ISTRUZIONI ▸
Riporta ogni riga delle voci seguenti in cui compare la parola "stone".

++++ VOCI FORNITE

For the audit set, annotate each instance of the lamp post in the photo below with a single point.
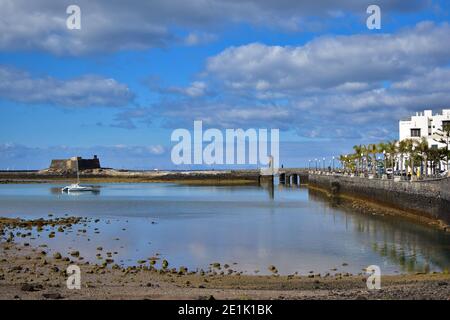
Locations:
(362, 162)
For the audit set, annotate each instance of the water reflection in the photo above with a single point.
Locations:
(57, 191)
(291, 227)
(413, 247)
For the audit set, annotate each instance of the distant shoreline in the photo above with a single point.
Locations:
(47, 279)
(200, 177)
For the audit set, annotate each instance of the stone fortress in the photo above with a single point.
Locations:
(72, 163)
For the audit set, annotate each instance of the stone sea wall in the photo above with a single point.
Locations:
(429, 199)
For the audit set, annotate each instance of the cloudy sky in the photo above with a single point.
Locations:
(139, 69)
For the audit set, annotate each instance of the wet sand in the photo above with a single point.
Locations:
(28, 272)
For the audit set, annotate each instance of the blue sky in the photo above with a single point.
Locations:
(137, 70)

++++++++
++++ VOCI FORNITE

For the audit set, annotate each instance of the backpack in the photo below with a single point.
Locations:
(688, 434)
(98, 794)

++++++++

RISPOSTA ▸
For the audit set, annotate each instance of the stone fortress in the photo above with a single point.
For the audit set, annotate each instance of the stone sea wall in the photo above with a single point.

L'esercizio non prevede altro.